= Brano scelto =
################

Questa sera, capiremo se il Napoli ha il fiato e la grinta ancora ad alti livelli per poter resistere in questo inseguimento alla capolista che sembra col passare delle settimane uno di quei giochi basati sulle illusioni ottiche: sei punti effettivi che però potrebbero tornare tre se i partenopei faranno il loro dovere al cospetto di un Empoli tartassato dagli infortuni, in quella che ormai è diventata una stucchevole costante che ha accompagnato bene o male il cammino di tutte; tre punti che sono effettivamente pochi e che potrebbero diventare una distanza ancora più misera considerando il resto del calendario, ma nel frattempo le giornate si riducono, i punti a disposizione diventano sempre meno, e i nerazzurri rimangono lì, al vertice, così vicini e così lontani. E la pressione, in questi casi, è tutta per chi insegue.

Pressione dettata anche da quanto fatto vedere dalla squadra di Simone Inzaghi nel pomeriggio di sabato: al culmine di una giornata dove San Siro è stato, mai come questa volta, l’epicentro del mondo calcistico, e non tanto per la partita in calendario quanto perché è sbarcato nel capoluogo lombardo il trofeo del Mondiale per Club, il torneo fortemente voluto dal presidente della FIFA Gianni Infantino che segnerà l’estate calcistica del 2025, un luccicante e corposo tondo di oro zecchino (Tiffany, basta la parola) con la particolarità di essere multidimensionale, trasformandosi da semplice piatto a spettacolare gioco di orbite auree. Tutto molto affascinante, per carità, però in attesa di capire i riverberi che questa manifestazione avrà sul futuro del calcio, si può dire che per il momento si fatica a capire il nesso di un’opera così imponente con gli intrinseci valori del gioco del calcio. Ma si sa, i tradizionalisti intrisi di nostalgia nel mondo del pallone sono un po’ duri a morire…

Poi ha parlato il campo, ed è stato un bel sentire. Un bel sentire dei tifosi, che sin dalle ore precedenti la partita hanno fatto sentire il loro consueto, calorosissimo appoggio alla squadra nerazzurra al momento dell’arrivo allo stadio per poi confermarsi anche dentro. Ma anche e soprattutto un bel vedere, di una squadra che ha proseguito sull’onda lunga del colpo grosso realizzato martedì in Champions League nel gigantesco e bellissimo Schlauchboot (gommone, per i non avvezzi al tedesco) del quartiere di Fröttmaning a Monaco di Baviera andando a domare un Cagliari che pur dimostrandosi abbastanza vivace, ma che poco onestamente ha fatto al di là del gol segnato e dalle occasioni avute da Roberto Piccoli, uno che forse non ha ancora digerito quella rete che gli venne annullata nel 2021 e che sarebbe valsa il blitz dell’Atalanta, con tanto di esultanza elettrica andata a ramengo, e che quando torna a San Siro mette sempre una carica aggiuntiva alle sue prestazioni.

################

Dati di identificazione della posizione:
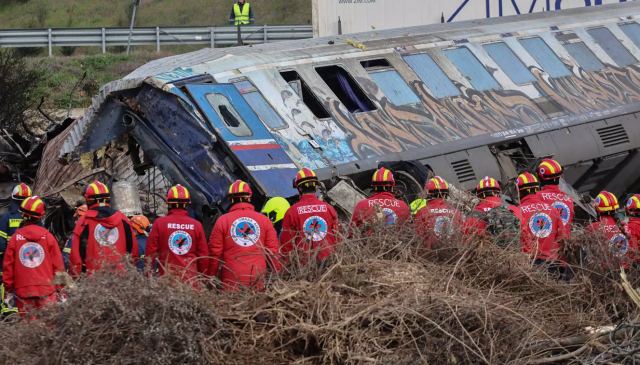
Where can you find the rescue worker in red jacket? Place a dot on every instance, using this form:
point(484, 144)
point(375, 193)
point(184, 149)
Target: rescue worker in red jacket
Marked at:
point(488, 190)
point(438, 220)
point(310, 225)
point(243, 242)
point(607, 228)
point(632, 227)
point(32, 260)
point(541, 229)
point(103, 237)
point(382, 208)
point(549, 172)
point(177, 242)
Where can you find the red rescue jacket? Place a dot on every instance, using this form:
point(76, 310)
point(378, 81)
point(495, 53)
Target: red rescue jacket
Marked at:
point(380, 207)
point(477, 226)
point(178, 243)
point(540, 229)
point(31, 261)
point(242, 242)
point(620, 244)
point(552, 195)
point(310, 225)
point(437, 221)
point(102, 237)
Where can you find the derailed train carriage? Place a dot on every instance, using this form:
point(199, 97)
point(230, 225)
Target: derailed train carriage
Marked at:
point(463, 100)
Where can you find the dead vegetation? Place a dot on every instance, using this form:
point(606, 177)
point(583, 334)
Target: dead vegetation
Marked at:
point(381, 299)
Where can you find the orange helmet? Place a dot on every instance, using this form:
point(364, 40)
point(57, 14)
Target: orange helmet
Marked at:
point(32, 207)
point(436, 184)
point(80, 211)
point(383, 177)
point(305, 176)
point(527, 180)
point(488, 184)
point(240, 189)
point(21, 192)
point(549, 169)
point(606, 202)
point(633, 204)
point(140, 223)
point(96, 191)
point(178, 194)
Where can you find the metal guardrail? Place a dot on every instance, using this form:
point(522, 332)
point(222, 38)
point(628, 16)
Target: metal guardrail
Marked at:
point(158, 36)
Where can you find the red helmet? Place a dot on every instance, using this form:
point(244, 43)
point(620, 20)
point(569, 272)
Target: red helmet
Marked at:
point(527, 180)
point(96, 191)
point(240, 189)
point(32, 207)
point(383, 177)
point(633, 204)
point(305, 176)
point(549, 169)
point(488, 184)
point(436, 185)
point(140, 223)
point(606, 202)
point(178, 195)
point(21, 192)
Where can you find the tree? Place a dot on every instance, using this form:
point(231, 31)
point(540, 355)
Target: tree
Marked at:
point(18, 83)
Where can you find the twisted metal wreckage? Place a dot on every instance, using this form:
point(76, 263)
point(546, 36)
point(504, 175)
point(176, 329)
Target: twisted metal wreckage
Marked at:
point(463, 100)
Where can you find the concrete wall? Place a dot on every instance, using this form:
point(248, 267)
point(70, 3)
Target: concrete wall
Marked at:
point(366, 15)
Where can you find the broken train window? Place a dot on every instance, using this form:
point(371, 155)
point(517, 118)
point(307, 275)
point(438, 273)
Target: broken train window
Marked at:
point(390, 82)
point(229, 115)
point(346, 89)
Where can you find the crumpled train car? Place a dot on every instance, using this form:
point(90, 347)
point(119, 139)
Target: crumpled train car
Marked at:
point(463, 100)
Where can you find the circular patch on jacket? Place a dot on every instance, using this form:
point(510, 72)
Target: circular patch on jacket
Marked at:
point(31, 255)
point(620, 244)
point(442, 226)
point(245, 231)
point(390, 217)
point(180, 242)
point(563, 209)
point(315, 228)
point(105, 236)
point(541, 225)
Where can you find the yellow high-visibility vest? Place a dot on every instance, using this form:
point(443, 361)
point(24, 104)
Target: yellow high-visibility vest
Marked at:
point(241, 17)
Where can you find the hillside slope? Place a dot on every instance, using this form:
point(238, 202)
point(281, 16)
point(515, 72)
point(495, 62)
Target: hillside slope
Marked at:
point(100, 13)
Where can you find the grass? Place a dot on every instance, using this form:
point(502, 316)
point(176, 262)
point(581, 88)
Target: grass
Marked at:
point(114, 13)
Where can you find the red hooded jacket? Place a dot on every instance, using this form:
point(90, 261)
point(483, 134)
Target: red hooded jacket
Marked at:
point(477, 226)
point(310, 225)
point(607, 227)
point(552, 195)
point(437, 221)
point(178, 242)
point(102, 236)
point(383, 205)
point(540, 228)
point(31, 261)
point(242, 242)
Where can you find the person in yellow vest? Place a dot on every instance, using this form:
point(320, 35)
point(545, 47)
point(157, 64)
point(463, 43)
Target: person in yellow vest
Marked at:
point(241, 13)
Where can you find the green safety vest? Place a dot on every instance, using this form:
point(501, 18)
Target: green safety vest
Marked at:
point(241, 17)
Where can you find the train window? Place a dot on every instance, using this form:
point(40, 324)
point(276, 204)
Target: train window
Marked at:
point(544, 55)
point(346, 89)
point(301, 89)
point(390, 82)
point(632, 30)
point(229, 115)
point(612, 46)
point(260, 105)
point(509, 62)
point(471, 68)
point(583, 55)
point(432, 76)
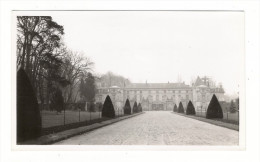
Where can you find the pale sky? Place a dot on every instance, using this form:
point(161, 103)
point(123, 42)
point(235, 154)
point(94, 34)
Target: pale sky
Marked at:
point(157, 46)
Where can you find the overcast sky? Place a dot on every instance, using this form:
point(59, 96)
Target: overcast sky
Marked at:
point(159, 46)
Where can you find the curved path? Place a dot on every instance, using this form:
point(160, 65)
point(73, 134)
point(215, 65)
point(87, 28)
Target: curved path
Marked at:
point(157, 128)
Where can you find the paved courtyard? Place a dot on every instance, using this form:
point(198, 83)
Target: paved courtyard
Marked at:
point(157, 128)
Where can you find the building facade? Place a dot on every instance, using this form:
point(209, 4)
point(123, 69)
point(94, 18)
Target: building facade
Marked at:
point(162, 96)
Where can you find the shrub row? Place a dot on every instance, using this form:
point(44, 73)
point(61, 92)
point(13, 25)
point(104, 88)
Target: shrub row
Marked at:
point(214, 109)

################

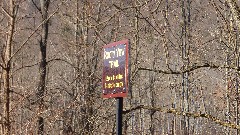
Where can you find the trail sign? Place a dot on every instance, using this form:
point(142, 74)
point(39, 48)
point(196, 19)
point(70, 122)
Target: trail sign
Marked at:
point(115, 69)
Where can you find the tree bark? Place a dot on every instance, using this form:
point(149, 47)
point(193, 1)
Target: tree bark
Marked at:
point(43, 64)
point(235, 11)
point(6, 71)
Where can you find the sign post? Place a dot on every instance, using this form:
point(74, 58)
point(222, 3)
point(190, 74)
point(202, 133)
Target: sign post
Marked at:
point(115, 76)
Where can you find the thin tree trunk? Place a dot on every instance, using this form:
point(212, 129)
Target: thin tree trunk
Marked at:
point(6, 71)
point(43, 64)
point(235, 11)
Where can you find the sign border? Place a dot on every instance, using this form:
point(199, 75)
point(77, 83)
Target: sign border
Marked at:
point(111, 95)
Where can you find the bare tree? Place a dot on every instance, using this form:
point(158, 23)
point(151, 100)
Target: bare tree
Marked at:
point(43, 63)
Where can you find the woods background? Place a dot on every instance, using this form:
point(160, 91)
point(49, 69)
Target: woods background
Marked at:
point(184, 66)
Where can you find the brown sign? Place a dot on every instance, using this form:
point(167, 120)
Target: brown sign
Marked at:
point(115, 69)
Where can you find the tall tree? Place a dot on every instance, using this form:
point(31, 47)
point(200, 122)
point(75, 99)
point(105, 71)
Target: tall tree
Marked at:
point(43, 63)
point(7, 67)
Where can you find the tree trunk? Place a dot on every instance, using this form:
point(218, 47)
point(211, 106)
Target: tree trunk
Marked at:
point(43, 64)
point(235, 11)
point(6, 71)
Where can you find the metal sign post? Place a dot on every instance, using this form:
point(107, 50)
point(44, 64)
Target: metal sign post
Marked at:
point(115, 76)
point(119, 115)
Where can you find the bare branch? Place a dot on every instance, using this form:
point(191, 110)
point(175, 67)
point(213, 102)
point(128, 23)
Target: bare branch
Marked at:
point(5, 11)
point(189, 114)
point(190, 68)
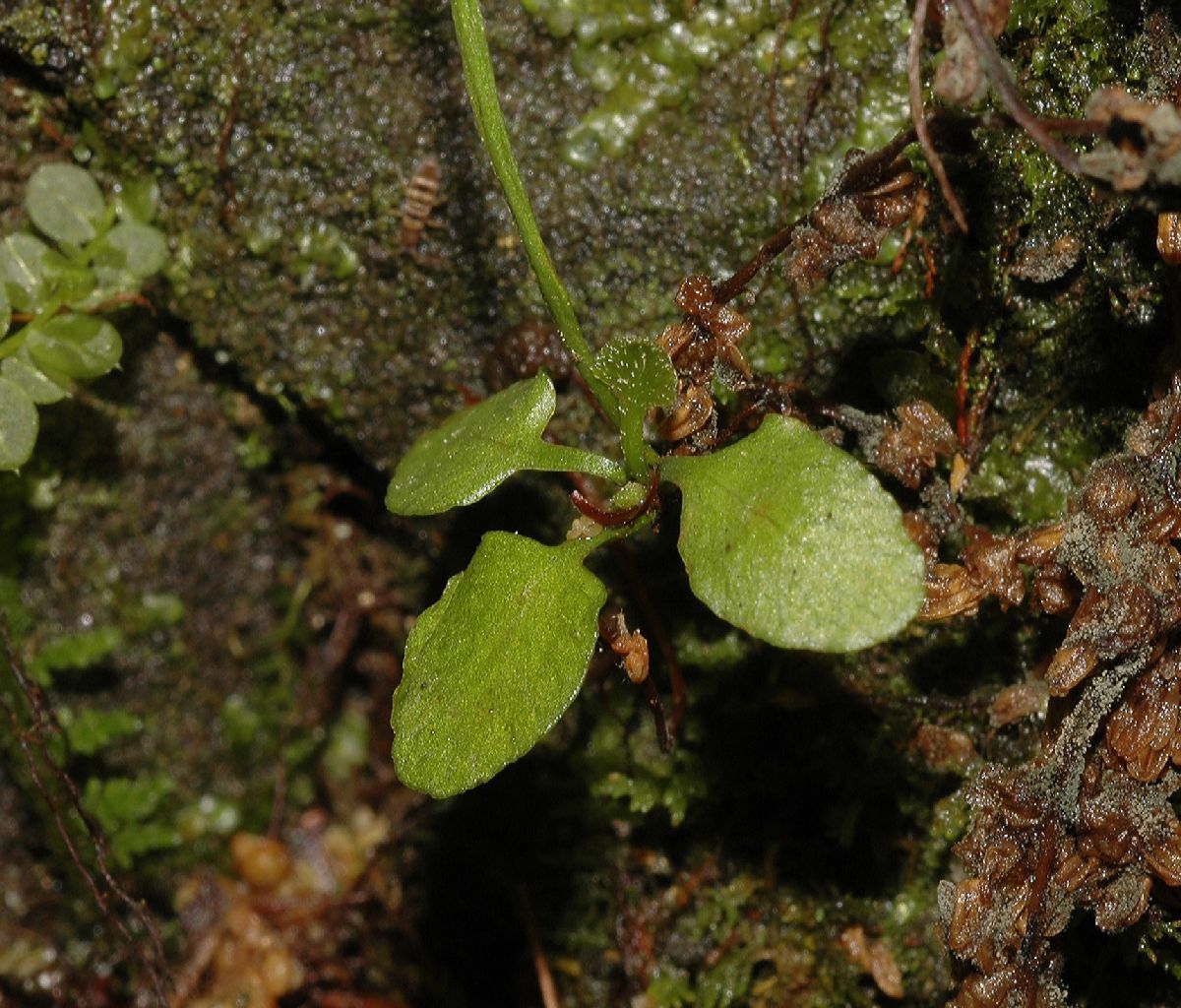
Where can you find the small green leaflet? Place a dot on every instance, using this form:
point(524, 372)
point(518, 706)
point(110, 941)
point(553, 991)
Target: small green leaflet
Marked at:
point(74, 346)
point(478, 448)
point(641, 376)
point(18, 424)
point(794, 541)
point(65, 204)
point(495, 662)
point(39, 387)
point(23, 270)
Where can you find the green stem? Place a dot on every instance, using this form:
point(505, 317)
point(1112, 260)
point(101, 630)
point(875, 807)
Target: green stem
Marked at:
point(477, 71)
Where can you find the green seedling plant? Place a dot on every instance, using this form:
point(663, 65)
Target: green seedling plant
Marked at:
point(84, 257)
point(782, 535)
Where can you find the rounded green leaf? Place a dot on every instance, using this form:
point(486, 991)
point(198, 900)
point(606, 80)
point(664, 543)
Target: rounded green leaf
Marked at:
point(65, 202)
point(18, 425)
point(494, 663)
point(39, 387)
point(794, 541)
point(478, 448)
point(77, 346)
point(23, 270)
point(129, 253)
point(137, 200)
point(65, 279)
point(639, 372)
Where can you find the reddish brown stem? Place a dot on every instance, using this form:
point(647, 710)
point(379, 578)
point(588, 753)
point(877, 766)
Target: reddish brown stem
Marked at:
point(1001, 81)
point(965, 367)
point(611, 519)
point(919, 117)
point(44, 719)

################

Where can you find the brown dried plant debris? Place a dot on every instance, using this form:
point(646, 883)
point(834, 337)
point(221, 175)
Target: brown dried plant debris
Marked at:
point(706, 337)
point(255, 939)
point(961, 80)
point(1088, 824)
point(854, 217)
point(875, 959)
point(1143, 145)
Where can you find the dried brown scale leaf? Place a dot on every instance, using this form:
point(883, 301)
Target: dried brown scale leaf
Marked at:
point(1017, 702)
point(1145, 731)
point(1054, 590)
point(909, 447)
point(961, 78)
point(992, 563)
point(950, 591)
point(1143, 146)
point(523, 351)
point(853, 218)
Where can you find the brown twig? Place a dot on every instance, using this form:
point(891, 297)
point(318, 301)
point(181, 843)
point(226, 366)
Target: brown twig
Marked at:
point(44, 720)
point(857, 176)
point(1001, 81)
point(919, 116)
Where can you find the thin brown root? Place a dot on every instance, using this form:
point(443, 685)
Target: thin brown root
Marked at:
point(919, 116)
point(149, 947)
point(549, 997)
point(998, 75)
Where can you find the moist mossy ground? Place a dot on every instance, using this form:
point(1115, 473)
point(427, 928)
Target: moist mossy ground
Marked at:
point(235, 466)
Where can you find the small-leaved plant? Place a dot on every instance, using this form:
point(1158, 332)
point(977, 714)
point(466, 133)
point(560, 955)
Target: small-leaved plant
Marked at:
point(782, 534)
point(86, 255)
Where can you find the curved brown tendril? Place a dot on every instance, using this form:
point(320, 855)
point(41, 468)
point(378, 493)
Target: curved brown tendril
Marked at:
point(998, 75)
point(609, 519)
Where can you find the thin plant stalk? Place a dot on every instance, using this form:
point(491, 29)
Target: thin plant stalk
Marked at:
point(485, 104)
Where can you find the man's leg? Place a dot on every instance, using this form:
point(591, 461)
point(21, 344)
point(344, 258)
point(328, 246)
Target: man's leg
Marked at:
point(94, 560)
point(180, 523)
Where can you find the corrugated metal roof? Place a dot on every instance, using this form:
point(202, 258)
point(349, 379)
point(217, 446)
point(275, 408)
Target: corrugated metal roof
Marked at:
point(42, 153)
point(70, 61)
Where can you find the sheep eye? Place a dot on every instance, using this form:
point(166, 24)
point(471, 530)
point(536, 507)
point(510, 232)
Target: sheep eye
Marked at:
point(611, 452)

################

= Cose da fare =
1: Riporta senza modifiche il passo dell'articolo su Inter e Napoli che va da "Questa sera, capiremo" a "per chi insegue.".
2: Prosegui, per favore, l'articolo su Inter e Napoli dal punto in cui si ferma.

= Soluzioni =
1:
Questa sera, capiremo se il Napoli ha il fiato e la grinta ancora ad alti livelli per poter resistere in questo inseguimento alla capolista che sembra col passare delle settimane uno di quei giochi basati sulle illusioni ottiche: sei punti effettivi che però potrebbero tornare tre se i partenopei faranno il loro dovere al cospetto di un Empoli tartassato dagli infortuni, in quella che ormai è diventata una stucchevole costante che ha accompagnato bene o male il cammino di tutte; tre punti che sono effettivamente pochi e che potrebbero diventare una distanza ancora più misera considerando il resto del calendario, ma nel frattempo le giornate si riducono, i punti a disposizione diventano sempre meno, e i nerazzurri rimangono lì, al vertice, così vicini e così lontani. E la pressione, in questi casi, è tutta per chi insegue.

2:
È stata una bella Inter, che ha dimenticato in fretta quel maledetto svarione di Parma peraltro attutito dal pareggio del Napoli a Bologna. E sì che l’inizio del secondo tempo qualche cattivo pensiero lo ha fatto balenare, facile col senno di poi dire che un’affermazione del genere è esagerata. È diventata esagerata semmai proprio per merito dell’Inter, che si è rimessa in riga dopo l’inaspettato gancio al mento ricevuto e nel giro di pochi minuti ha rimesso all’angolo l’avversario, mandandolo definitivamente al tappeto con la rete del definitivo 3-1 di Yann Bisseck. Una vittoria legittima, un altro tassello della marcia importante dei nerazzurri in questo campionato, testimoniata da quei numeri vertiginosi dei quali si è parlato ieri; e ripensandoci, viene da sorridere pensando che una squadra che ha il miglior attacco del campionato e che ha passato più di 1.300 minuti in vantaggio nel risultato non sia ancora riuscita a mettere la definitiva ipoteca sulla conquista dello Scudetto. Ma come si dice, il calcio è bello anche per questo.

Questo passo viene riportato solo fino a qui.